Those arrests led the U.S. Probation Office to charge Braun with seven violations of his federal supervised release, which continued after his release from prison in 2021.
U.S. Marshals found and arrested Braun at a hotel on Friday morning after not finding him at his Long Island home.
The U.S. Attorney's Office is prosecuting him in the case, where he faces up to five years in prison if convicted.
Brooklyn U.S. District Court Judge Kiyo Matsumoto ordered Braun detained during an arraignment hearing Friday, ruling that he is a danger to the community and a flight risk. Braun pleaded not guilty at a hearing.
"The behavior is erratic," Matsumoto said at the arraignment, The Times reported. "There's the potential someone could really get hurt."
The judge scheduled a hearing on the violations for next Thursday.
White House spokesman Harrison Fields, in a statement the White House sent to CNBC after being asked about Braun's arrests, said, "Through President Trump's First Step Act, countless Americans were granted a new lease on life, including our newly named Pardon Czar, Alice Johnson."
"The President stands by his actions," Fields said. "There is always a risk in granting pardons, and it's unfortunate when this privilege is abused."
Braun had served more than five years in federal prison for a conviction of conspiracy to import marijuana and commit money laundering when Trump commuted his criminal sentence on Jan. 20, 2021, hours before leaving the White House.
● ● ● ● ●
### To do
a) According to the news excerpt about Braun's arrest, how many violations of his federal supervised release was Braun charged with?
b) In the news excerpt about Braun's arrest, retype everything from "Braun had served" down to "the White House.".
c) Write what comes next in the news excerpt about Braun's arrest, picking up after its final sentence.

[A block of data]
● ● ● ● ●
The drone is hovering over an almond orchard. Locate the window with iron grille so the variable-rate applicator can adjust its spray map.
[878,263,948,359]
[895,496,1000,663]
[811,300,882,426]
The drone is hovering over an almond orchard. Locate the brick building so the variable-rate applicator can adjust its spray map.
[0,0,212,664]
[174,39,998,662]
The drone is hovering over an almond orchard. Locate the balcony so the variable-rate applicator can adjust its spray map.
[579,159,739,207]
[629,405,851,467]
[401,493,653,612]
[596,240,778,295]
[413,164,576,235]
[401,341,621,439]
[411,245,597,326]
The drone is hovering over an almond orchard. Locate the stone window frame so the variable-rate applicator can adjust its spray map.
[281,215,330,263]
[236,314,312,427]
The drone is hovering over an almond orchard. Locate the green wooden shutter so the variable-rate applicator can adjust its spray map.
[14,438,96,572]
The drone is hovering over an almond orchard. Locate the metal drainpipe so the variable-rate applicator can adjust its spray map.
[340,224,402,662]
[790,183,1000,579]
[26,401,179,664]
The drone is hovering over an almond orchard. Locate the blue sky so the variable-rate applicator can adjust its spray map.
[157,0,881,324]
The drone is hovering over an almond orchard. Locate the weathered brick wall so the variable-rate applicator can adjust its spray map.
● ● ● ● ●
### Expected responses
a) Seven.

b)
Braun had served more than five years in federal prison for a conviction of conspiracy to import marijuana and commit money laundering when Trump commuted his criminal sentence on Jan. 20, 2021, hours before leaving the White House.

c)
That act of executive clemency left Braun on supervised release in his federal criminal case.
The New York Times previously reported that Trump's commutation thwarted an ongoing effort by prosecutors to negotiate a cooperation deal with Braun that would have freed him from prison in exchange for his offering information about other predatory lenders for a criminal investigation.
The Times also reported that Braun's family used connections it had to the family of Trump's son-in-law, Jared Kushner, who was a senior White House aide at the time, to set in motion the clemency.
Braun was fined $20 million in February 2024 by Manhattan federal court Judge Jed Rakoff in a civil case where the Federal Trade Commission had sued Braun for predatory lending practices.
"The evidence ... shows that Mr. Braun not only personally participated in this illegal conduct, but did so gleefully, with little remorse," Rakoff wrote in a ruling.